— GIVEN INSTRUCTION A —
Transcribe the passage on observation between "I want to play" and "weight without corroboration.", inclusive.

— GIVEN PASSAGE —
Don’t Miss The Message!
Notes
Transcript
Are you an observant person? Most people would like to think so.
I want to play for you an experiment conducted at Harvard University in 1999. It’s a simple test. Let’s try it.
Show Video
Don’t Miss The Message!
Don’t Miss The Message!
We think we are observant people, yet how often do we watch a movie again, or read a book again and notice things we hadn’t noticed before? I’ve been reading my Bible now for several decades and I’ve done several cover to cover read throughs as well as book studies and years of sermon preparations, and yet I continue to find things I hadn’t seen before.
In seminary my inductive Bible Study professor impressed upon us over and over again that “good interpretation must be based upon quality observation.” If you don’t have quality observation you’re not going to get good input for your interpretation. You will be missing information. This is why eye-witness testimony does not carry much weight without corroboration.

— SOURCE RECORDS —

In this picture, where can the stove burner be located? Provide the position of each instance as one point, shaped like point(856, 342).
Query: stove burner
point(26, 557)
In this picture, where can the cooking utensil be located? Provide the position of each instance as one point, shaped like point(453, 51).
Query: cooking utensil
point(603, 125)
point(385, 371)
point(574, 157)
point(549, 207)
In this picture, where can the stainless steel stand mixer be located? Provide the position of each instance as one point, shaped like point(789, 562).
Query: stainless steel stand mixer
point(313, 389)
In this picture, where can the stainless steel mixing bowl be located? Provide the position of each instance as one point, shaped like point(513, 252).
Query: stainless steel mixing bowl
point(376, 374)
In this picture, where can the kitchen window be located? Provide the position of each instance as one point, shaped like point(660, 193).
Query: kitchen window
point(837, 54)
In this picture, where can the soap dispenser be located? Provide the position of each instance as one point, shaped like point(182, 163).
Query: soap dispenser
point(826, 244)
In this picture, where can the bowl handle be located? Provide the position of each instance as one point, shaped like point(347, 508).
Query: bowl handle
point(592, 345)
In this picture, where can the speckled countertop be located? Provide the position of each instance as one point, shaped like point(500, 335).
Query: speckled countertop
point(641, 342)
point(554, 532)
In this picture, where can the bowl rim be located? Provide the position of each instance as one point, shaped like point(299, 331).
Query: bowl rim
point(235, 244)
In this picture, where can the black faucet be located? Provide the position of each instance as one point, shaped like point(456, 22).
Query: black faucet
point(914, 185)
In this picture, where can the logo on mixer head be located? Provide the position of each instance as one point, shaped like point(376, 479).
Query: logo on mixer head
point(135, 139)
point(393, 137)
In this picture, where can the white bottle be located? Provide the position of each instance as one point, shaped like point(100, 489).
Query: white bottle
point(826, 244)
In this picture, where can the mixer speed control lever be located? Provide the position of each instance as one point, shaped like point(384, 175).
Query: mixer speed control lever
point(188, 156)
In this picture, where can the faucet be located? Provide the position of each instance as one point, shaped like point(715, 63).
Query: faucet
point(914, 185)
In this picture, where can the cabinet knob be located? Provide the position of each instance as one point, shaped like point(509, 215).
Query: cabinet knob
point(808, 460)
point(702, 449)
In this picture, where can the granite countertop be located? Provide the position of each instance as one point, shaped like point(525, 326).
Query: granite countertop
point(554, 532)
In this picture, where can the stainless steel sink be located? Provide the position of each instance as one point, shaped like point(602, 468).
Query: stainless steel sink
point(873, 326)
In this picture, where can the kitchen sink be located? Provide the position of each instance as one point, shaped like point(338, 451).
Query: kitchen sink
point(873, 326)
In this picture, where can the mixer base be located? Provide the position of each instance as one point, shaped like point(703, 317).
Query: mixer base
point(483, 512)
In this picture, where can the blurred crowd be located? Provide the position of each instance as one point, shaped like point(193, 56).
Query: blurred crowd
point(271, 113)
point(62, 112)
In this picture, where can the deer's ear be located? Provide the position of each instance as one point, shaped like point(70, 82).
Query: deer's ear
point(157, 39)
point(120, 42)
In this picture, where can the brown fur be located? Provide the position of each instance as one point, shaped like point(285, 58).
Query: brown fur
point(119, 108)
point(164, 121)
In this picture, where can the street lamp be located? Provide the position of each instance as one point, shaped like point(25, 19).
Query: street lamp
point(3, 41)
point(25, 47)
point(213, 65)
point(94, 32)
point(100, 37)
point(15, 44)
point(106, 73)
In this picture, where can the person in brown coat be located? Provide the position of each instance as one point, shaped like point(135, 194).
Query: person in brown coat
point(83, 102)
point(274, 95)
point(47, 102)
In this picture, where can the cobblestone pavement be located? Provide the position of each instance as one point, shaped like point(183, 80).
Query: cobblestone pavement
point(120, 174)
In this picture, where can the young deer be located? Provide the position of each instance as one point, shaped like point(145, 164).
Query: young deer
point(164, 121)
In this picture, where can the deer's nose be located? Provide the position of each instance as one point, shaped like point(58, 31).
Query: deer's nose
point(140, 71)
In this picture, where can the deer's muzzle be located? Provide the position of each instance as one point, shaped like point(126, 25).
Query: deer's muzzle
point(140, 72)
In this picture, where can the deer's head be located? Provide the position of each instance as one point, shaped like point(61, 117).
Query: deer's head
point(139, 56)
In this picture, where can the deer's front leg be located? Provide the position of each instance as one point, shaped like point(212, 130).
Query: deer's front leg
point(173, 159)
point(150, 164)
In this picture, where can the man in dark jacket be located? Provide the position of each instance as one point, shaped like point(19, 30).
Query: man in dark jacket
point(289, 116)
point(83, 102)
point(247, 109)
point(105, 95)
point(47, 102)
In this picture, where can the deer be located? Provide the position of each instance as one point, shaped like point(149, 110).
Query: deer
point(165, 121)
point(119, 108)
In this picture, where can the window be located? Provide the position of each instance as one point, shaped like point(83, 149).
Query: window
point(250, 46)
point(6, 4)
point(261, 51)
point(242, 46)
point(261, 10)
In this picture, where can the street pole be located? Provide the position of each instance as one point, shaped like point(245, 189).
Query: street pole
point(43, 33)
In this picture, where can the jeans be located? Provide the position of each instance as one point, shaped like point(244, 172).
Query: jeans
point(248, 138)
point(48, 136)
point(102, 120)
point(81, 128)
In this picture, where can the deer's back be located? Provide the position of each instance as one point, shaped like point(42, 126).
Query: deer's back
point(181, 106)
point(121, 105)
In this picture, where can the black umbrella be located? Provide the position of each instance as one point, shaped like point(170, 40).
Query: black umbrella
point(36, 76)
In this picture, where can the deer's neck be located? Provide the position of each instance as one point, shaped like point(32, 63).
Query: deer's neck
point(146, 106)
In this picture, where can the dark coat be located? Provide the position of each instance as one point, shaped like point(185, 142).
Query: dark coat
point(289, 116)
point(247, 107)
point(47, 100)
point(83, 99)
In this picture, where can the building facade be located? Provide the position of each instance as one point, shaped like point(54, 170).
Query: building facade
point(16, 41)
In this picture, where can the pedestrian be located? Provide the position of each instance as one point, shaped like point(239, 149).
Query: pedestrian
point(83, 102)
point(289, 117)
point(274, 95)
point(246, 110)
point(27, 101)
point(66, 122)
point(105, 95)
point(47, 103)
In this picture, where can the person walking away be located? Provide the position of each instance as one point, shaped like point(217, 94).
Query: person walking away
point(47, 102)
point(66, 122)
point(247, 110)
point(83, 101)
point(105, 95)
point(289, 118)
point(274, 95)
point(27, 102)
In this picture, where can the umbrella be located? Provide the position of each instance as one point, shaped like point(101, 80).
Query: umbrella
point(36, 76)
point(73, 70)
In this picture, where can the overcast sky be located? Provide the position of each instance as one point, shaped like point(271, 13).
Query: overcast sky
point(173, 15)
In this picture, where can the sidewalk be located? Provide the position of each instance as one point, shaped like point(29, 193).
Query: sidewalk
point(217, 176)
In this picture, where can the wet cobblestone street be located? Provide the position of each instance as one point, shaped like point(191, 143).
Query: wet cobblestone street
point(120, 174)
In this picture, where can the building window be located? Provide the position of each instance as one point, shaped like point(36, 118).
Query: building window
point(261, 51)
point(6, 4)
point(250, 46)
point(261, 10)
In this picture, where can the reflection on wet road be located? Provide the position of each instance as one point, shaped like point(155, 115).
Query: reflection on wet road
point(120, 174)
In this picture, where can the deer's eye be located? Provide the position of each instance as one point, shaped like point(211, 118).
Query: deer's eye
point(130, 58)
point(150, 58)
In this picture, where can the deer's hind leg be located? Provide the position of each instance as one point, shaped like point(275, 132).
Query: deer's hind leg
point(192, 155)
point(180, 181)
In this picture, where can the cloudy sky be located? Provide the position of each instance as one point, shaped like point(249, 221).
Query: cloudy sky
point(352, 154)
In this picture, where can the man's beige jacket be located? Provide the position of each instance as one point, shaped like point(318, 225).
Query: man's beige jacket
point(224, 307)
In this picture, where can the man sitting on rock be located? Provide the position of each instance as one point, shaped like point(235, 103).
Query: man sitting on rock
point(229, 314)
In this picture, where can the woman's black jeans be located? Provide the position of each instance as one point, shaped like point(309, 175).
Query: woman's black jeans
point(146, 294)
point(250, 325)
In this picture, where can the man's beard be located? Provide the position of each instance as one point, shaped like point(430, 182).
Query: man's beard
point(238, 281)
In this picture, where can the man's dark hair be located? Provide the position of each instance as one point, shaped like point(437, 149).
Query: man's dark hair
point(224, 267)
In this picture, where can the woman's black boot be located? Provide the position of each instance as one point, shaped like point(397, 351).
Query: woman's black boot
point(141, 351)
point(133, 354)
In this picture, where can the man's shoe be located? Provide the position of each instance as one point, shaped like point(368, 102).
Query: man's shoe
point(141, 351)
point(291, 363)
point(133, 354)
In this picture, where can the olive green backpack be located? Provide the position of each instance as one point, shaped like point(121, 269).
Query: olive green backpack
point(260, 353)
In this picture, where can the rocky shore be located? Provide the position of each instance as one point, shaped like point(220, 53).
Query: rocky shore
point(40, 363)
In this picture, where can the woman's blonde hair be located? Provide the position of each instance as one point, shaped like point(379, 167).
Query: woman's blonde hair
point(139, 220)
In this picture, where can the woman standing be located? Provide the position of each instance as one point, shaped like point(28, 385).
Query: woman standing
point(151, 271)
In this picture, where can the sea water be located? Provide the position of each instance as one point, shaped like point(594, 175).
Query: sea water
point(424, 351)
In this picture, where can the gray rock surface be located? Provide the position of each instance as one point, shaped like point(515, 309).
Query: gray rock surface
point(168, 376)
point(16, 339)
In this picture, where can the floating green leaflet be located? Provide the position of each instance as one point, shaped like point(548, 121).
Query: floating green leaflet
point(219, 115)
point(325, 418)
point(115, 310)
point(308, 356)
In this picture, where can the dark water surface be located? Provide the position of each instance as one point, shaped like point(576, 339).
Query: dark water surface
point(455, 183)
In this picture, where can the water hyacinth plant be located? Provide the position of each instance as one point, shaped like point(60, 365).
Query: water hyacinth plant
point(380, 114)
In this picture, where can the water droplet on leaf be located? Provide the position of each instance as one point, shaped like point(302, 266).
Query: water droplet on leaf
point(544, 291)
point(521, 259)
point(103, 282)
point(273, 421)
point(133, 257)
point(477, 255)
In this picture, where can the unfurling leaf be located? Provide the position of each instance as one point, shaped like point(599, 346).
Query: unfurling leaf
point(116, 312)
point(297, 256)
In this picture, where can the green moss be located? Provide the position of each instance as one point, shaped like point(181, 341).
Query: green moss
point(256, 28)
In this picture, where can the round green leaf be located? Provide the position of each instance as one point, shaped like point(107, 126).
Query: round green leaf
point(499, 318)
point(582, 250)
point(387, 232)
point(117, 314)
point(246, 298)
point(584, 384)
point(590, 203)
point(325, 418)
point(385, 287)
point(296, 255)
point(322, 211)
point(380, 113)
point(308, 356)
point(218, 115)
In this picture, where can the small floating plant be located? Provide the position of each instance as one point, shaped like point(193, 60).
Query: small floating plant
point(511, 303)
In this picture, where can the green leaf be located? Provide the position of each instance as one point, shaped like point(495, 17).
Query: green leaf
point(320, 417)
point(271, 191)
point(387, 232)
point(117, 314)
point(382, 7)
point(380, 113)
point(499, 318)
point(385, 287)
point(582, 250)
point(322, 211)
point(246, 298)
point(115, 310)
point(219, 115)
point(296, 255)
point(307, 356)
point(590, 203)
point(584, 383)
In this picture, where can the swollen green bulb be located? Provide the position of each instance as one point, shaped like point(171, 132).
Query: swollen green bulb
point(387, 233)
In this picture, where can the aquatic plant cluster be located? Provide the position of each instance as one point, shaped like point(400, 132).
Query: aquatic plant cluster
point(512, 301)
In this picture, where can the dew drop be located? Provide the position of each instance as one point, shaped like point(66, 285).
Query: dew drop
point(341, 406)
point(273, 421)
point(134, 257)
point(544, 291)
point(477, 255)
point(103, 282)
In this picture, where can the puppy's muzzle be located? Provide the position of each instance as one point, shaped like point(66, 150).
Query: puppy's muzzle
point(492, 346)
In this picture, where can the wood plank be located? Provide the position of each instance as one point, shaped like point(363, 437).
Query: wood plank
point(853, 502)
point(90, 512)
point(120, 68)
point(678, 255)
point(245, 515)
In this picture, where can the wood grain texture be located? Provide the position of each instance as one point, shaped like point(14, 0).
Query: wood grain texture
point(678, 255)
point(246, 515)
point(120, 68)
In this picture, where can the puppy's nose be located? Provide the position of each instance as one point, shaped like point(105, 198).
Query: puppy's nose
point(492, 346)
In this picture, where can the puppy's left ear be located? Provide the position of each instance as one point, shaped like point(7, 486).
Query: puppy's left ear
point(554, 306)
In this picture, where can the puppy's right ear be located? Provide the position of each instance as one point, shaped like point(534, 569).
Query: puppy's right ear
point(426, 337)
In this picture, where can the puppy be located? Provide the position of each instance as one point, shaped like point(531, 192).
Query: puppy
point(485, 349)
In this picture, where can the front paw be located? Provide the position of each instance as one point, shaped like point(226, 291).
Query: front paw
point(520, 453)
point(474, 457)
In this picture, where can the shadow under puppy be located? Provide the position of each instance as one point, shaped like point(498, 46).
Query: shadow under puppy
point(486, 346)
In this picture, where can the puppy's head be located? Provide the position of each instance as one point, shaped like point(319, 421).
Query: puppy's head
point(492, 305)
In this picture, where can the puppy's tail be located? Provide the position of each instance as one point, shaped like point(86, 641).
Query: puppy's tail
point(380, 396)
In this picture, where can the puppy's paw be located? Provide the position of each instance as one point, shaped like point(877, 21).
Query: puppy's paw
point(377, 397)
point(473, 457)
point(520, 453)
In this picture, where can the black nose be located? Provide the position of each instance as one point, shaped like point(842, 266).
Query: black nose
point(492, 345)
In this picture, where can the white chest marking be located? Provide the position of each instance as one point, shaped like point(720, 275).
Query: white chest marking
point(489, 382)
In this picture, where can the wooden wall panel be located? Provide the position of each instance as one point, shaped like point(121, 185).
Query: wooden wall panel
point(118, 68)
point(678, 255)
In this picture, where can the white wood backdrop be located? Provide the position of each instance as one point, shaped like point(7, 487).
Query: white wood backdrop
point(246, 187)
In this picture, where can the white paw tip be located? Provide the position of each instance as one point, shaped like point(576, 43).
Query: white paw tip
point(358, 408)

— GIVEN INSTRUCTION B —
Reproduce the entries word for word, from their first line through the line containing "point(393, 137)", both ends included.

— COMPLETE RESPONSE A —
I want to play for you an experiment conducted at Harvard University in 1999. It’s a simple test. Let’s try it.
Show Video
Don’t Miss The Message!
Don’t Miss The Message!
We think we are observant people, yet how often do we watch a movie again, or read a book again and notice things we hadn’t noticed before? I’ve been reading my Bible now for several decades and I’ve done several cover to cover read throughs as well as book studies and years of sermon preparations, and yet I continue to find things I hadn’t seen before.
In seminary my inductive Bible Study professor impressed upon us over and over again that “good interpretation must be based upon quality observation.” If you don’t have quality observation you’re not going to get good input for your interpretation. You will be missing information. This is why eye-witness testimony does not carry much weight without corroboration.

— COMPLETE RESPONSE B —
In this picture, where can the stove burner be located? Provide the position of each instance as one point, shaped like point(856, 342).
Query: stove burner
point(26, 557)
In this picture, where can the cooking utensil be located? Provide the position of each instance as one point, shaped like point(453, 51).
Query: cooking utensil
point(603, 125)
point(385, 371)
point(574, 157)
point(549, 207)
In this picture, where can the stainless steel stand mixer be located? Provide the position of each instance as one point, shaped like point(789, 562).
Query: stainless steel stand mixer
point(313, 389)
In this picture, where can the stainless steel mixing bowl be located? Provide the position of each instance as one point, shaped like point(513, 252).
Query: stainless steel mixing bowl
point(376, 374)
In this picture, where can the kitchen window be located? Provide the position of each instance as one point, shaped like point(660, 193).
Query: kitchen window
point(837, 54)
In this picture, where can the soap dispenser be located? Provide the position of each instance as one point, shaped like point(182, 163).
Query: soap dispenser
point(826, 244)
In this picture, where can the bowl handle be located? Provide the position of each instance as one point, shaped like point(347, 508).
Query: bowl handle
point(592, 345)
In this picture, where can the speckled countertop be located? Provide the position of each instance as one point, shaped like point(500, 335).
Query: speckled countertop
point(641, 342)
point(554, 532)
In this picture, where can the bowl rim be located? Provide the position of each instance as one point, shaped like point(299, 331).
Query: bowl rim
point(235, 244)
In this picture, where can the black faucet be located? Provide the position of each instance as one point, shaped like point(456, 22).
Query: black faucet
point(914, 185)
In this picture, where can the logo on mixer head be located? Provide the position of each instance as one point, shaped like point(376, 479).
Query: logo on mixer head
point(135, 139)
point(393, 137)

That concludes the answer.